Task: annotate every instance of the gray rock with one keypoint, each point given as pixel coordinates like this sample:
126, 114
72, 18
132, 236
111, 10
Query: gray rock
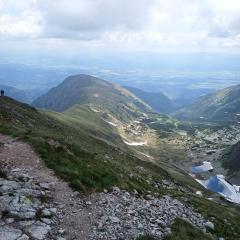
======
Your task:
Update the entries by replacing "gray rock" with "dark stone" wherever it appears, keeping everything else the same, and leave out the pictures.

Result of this task:
Task: annotate every instance of the dark stone with one keypoint, each point given as pixel coordinates like this sample:
126, 114
72, 18
132, 236
111, 10
Query: dark stone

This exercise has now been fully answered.